A review of the literature on the fabrication of GO-doped ZnO nanoparticles shows that GO addition effectively prevents the aggregation of ZnO particles and provides strong stability in the medium. The large surface area of GO and the wide bandgap of ZnO particles significantly enhance the electrochemical properties of ZnO/GO composites compared to pure ZnO particles and graphene oxide alone, and may increase the application area of ZnO nanoparticles [31,32,33,34,35].

It is commonly acknowledged that nanoparticles can be produced chemically or physically. Sol-gel processing, electrochemical procedures, hydrothermal techniques, and chemical vapor deposition are examples of these processes. Larger specific surface area, superior homogeneity and purity, better microstructure control for metallic particles, smaller pores and uniform particle distribution, ease of manufacture, low cost, reproducibility, and homogeneous nanoparticle production are the main benefits of sol-gel processing over conventional methods [36, 37].

ENTRIES
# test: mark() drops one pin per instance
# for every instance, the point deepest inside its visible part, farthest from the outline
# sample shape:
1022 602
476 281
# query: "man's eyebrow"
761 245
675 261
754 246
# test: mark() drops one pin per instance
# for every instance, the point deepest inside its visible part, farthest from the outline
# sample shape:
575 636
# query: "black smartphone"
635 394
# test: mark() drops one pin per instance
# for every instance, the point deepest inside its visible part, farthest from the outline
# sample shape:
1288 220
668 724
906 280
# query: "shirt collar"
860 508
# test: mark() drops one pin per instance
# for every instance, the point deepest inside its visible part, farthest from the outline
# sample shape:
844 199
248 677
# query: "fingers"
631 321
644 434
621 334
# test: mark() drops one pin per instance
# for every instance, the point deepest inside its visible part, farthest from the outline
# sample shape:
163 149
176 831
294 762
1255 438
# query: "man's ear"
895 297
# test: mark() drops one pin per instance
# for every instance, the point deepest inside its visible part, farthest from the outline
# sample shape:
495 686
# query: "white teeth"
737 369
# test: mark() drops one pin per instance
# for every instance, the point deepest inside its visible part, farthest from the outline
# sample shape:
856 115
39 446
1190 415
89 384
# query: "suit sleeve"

DIRECTIONS
A. Reproduce the passage on ZnO/GO nanoparticles word for word, from "A review of" up to and including "ZnO nanoparticles [31,32,33,34,35].".
B. In the passage on ZnO/GO nanoparticles, which processes are named as examples of producing nanoparticles?
The records are drawn from a separate source.

RESULTS
A.
A review of the literature on the fabrication of GO-doped ZnO nanoparticles shows that GO addition effectively prevents the aggregation of ZnO particles and provides strong stability in the medium. The large surface area of GO and the wide bandgap of ZnO particles significantly enhance the electrochemical properties of ZnO/GO composites compared to pure ZnO particles and graphene oxide alone, and may increase the application area of ZnO nanoparticles [31,32,33,34,35].

B. Sol-gel processing, electrochemical procedures, hydrothermal techniques, and chemical vapor deposition.